--- BEGIN Document passage ---

In some embodiments, the determining a memory management time window according to data processing duration associated with an inference request set being executed in the schedule queue includes:

- determining whether there is an inference request at a prefill stage in the inference request set being executed in the schedule queue; and
- if there is an inference request at the prefill stage, determining a maximum token quantity corresponding to the inference request in the inference request set, and determining the memory management time window according to token processing duration corresponding to the maximum token quantity; or
- if no inference request at the prefill stage exists, determining longest token generation duration corresponding to an inference request in the inference request set, and determining the memory management time window according to the longest token generation duration.

In some embodiments, the computing a GPU memory demand amount corresponding to the inference request set in the memory management time window includes:

- computing static GPU memory usage corresponding to the inference request set in the memory management time window;
- determining maximum GPU memory usage in a previous memory management time window corresponding to the memory management time window and a sum of static GPU memory usage corresponding to the inference request set in each target memory management time window, and determining a difference between the maximum GPU memory usage and the sum of the static GPU memory usage as dynamic GPU memory usage corresponding to the inference request set in the memory management time window, where the target memory management window is a memory management window located before the memory management time window in a process of executing the inference request set; and
- determining a sum of the static GPU memory usage and the dynamic GPU memory usage as the GPU memory demand amount corresponding to the inference request set in the memory management time window.

In some embodiments, the computing static GPU memory usage corresponding to the inference request set in the memory management time window includes:

- determining whether there is an inference request at a prefill stage in the inference request set being executed in the schedule queue; and
- if there is an inference request at the prefill stage, determining first GPU memory usage needed by a token corresponding to each inference request in the inference request set, generating, based on each inference request in the inference request set, second GPU memory usage needed by one token, and determining a sum of the first GPU memory usage and the second GPU memory usage as the static GPU memory usage corresponding to the inference request set in the memory management time window; or
- if no inference request at the prefill stage exists, generating GPU memory usage needed by one token based on each inference request in the inference request set, and determining the GPU memory usage as the static GPU memory usage corresponding to the inference request set in the memory management time window.

--- END Document passage ---

● Set of tasks:
A. Answer these questions from the passage on GPU memory management:
(i) When no inference request at the prefill stage exists, what is the memory management time window determined according to?
(ii) What sum is taken as the GPU memory demand amount for the inference request set in the memory management time window?
(iii) Dynamic GPU memory usage is the difference between which two quantities?
B. Continue the passage on GPU memory management, picking up after its final sentence.

--- BEGIN Data listing ---

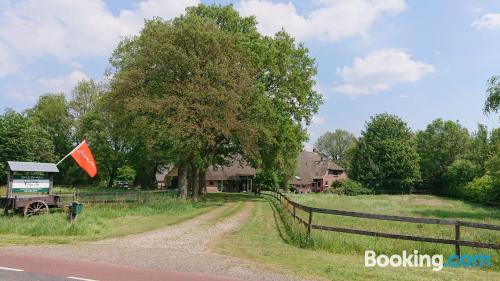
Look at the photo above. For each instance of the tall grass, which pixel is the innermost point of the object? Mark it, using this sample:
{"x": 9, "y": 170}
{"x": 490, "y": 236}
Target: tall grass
{"x": 101, "y": 220}
{"x": 356, "y": 244}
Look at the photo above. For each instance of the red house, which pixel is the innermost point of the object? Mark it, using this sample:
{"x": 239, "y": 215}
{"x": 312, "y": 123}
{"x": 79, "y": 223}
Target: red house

--- END Data listing ---

● Answers below:
A.
(i) The longest token generation duration corresponding to an inference request in the inference request set.
(ii) The sum of the static GPU memory usage and the dynamic GPU memory usage.
(iii) The maximum GPU memory usage in a previous memory management time window corresponding to the memory management time window, and the sum of static GPU memory usage corresponding to the inference request set in each target memory management time window.

B.
In some embodiments, the allocating a GPU memory to the inference request set according to the GPU memory demand amount includes:

- obtaining current GPU memory usage corresponding to the inference request set;
- determining, according to the current GPU memory usage and the GPU memory demand amount, whether a GPU memory allocation condition and a GPU memory release condition are met;
- allocating a GPU memory to the inference request set according to the GPU memory demand amount if the GPU memory allocation condition is met; and
- if the GPU memory release condition is met, releasing a GPU memory used to execute the inference request set, and updating the current CPU memory usage, to allocate a GPU memory to the inference request set according to the GPU memory demand amount if it is determined that the GPU memory allocation condition is met according to the updated current GPU memory usage and the GPU memory demand amount.

In some embodiments, the GPU memory allocation condition includes:

- a sum of the current GPU memory usage and the GPU memory demand amount is less than a preset first threshold; and
- the GPU memory release condition includes:
- the current GPU memory usage is greater than a preset second threshold.

In some embodiments, the releasing a GPU memory used to execute the inference request set includes:

- determining whether a quantity of inference requests in the inference request set is greater than a preset third threshold; and
- if the quantity is greater than the third threshold, offloading a token corresponding to each inference request in the inference request set to a CPU memory, to release a GPU memory occupied by the token; or if the quantity is not greater than the third threshold, updating the inference request based on the token corresponding to each inference request in the inference request set, to release a GPU memory occupied by the token.

The apparatus embodiments basically correspond to the method embodiments. Therefore, for related parts, references can be made to partial descriptions in the method embodiments. The previously described apparatus implementation is merely an example. The modules described as separate parts may or may not be physically separate, and parts displayed as modules may or may not be physical modules, may be located in one position, or may be distributed on a plurality of network modules. Some or all of the modules or units can be selected based on actual needs to achieve the objectives of the technical solutions in this application.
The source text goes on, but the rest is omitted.